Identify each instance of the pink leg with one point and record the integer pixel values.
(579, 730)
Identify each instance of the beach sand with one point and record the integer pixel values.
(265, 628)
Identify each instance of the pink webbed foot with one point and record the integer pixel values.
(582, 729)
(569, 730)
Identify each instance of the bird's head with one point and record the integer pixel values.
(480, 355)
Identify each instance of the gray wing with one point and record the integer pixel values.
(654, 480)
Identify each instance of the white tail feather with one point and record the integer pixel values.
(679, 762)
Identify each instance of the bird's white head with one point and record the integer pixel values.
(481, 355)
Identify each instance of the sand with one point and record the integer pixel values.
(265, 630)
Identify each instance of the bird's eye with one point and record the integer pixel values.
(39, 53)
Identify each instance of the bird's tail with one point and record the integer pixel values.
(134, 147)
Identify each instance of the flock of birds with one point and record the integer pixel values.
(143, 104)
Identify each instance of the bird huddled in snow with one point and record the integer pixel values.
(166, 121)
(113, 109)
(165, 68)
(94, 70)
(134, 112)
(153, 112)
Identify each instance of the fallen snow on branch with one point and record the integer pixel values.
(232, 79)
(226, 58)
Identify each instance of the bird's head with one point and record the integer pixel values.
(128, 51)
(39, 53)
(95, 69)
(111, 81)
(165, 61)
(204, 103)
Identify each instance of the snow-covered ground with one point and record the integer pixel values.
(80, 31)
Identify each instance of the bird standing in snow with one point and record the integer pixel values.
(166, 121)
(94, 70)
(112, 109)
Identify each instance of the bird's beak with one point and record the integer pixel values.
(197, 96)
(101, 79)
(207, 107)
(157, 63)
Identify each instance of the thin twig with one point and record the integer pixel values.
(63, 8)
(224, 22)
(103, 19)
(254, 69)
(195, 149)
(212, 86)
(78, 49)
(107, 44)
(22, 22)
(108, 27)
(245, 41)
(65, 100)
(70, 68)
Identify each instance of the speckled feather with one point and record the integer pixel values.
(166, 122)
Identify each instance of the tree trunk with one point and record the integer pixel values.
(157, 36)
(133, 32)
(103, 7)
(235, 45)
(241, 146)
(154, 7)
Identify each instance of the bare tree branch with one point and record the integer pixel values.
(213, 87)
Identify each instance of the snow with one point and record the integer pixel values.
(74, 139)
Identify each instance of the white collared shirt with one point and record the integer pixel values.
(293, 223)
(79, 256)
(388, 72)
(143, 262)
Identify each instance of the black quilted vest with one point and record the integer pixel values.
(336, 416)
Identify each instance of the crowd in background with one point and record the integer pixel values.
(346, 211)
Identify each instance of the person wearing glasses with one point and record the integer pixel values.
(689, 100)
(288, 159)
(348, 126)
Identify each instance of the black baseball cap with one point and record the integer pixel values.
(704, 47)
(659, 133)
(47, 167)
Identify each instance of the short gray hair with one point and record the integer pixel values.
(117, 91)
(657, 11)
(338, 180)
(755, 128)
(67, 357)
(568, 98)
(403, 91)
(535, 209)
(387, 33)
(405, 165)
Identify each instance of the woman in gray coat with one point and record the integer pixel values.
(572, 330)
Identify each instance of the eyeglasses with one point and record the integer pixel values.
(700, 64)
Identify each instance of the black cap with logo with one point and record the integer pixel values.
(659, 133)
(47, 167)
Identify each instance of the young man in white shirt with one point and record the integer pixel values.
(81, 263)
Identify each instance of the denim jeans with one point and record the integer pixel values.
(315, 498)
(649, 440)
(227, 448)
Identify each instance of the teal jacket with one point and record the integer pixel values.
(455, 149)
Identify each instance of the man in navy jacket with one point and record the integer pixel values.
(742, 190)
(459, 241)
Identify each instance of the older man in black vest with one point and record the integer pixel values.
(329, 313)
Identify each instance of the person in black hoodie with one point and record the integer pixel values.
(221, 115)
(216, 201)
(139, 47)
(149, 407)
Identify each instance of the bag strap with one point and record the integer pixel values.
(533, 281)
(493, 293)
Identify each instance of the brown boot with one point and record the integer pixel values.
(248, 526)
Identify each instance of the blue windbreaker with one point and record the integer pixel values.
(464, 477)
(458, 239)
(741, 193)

# What to do
The required output is all of the material, word for word.

# Written response
Identify each instance of the pink leg with one point and record the integer pixel values.
(579, 730)
Identify each instance of the beach sand with one point and record the integer pixel values.
(265, 628)
Identify each instance of the pink webbed foot with one point and record the integer pixel values.
(582, 729)
(569, 730)
Identify each instance of the bird's head with one point and record the integer pixel values.
(480, 355)
Identify each instance of the gray wing with one point and record the integer pixel values.
(654, 480)
Identify each instance of the white tail feather with one point and record the integer pixel values.
(679, 762)
Identify each instance of the bird's white head with one point and record the integer pixel values.
(481, 355)
Identify each instance of the sand with one point and record the integer pixel values.
(265, 630)
Identify each instance of the bird's eye with one point and record the integer pixel values.
(39, 53)
Identify each instance of the bird's tail with one point and record the integer pixel values.
(134, 147)
Identify each instance of the flock of birds with one point and record the integer pixel values.
(143, 104)
Identify each instance of the bird huddled in snow with one point and record the integer pixel values.
(166, 121)
(113, 109)
(165, 68)
(94, 70)
(134, 112)
(153, 112)
Identify each instance of the fallen snow on branch with one point and record the integer pixel values.
(232, 79)
(226, 58)
Identify each instance of the bird's head with one point and record the integer pixel values.
(128, 51)
(39, 53)
(95, 69)
(111, 81)
(165, 61)
(204, 103)
Identify each instance of the snow-covered ground with one point and record the integer pixel values.
(80, 31)
Identify each instance of the bird standing in snow with one point and record the integer pixel values.
(166, 121)
(94, 70)
(112, 109)
Identify each instance of the bird's beak with one point and record the integer pixel values.
(197, 96)
(101, 79)
(207, 107)
(157, 63)
Identify each instance of the thin twig with one point and record the integer pixel values.
(63, 8)
(224, 22)
(103, 19)
(254, 69)
(195, 149)
(212, 86)
(78, 49)
(107, 44)
(22, 22)
(108, 27)
(245, 41)
(65, 100)
(70, 68)
Identify each instance of the speckled feather with one point and record the integer pixel values.
(166, 122)
Identify each instance of the tree trunk with one point and record the integer pixel values.
(157, 36)
(133, 32)
(103, 7)
(235, 45)
(241, 146)
(154, 7)
Identify each instance of the bare tree branch with one point and record the integer pixel values.
(213, 87)
Identify each instance of the snow with one point and record the integer pixel values.
(74, 139)
Identify each instance of the white collared shirt with one point and record the integer pixel values.
(293, 223)
(79, 256)
(388, 72)
(143, 262)
Identify each instance of the black quilted vest with one point and record the integer pixel values.
(336, 416)
Identify each instance of the crowd in background with one point and record the integer pixel values.
(346, 211)
Identify each instance of the person wearing glasses with one point and record the integer pixel values.
(689, 100)
(288, 159)
(348, 126)
Identify each instance of the black baseball cap with one point and record the integer pixel values.
(704, 47)
(659, 133)
(47, 167)
Identify each instance of the short gray hair with one point and record the integer pixel values.
(117, 91)
(657, 11)
(338, 180)
(755, 128)
(67, 357)
(568, 98)
(403, 91)
(535, 209)
(387, 33)
(405, 165)
Identify each instance of the woman in gray coat with one point and record the integer pixel values.
(572, 330)
Identify each instance of the eyeglasses with one point and record the integer pixel values.
(700, 64)
Identify each instance of the black cap with logo with one point and record the integer pixel values.
(659, 133)
(47, 167)
Identify each instance of the young man in white shirt with one point and record the integer pixel values.
(81, 263)
Identify each instance of the denim jeans with one point and record the integer pixel values.
(315, 498)
(649, 440)
(227, 448)
Identify each instance of the teal jacket with one point and record the integer pixel values.
(455, 149)
Identify each instance of the man in navy jacket with one point and record the integer pixel values.
(742, 190)
(459, 241)
Identify each instance of the older man in black vest with one point and record the integer pixel values.
(329, 313)
Identify each instance of the person in black hoodie with one point and record the integer pixel values.
(221, 115)
(216, 201)
(139, 47)
(149, 407)
Identify each instance of the bag strap with one point and record the integer pixel values.
(533, 281)
(493, 293)
Identify each instance of the brown boot with one point and record the integer pixel values.
(248, 526)
Identify each instance of the blue windbreaker with one point and record the integer pixel values.
(464, 477)
(458, 239)
(741, 193)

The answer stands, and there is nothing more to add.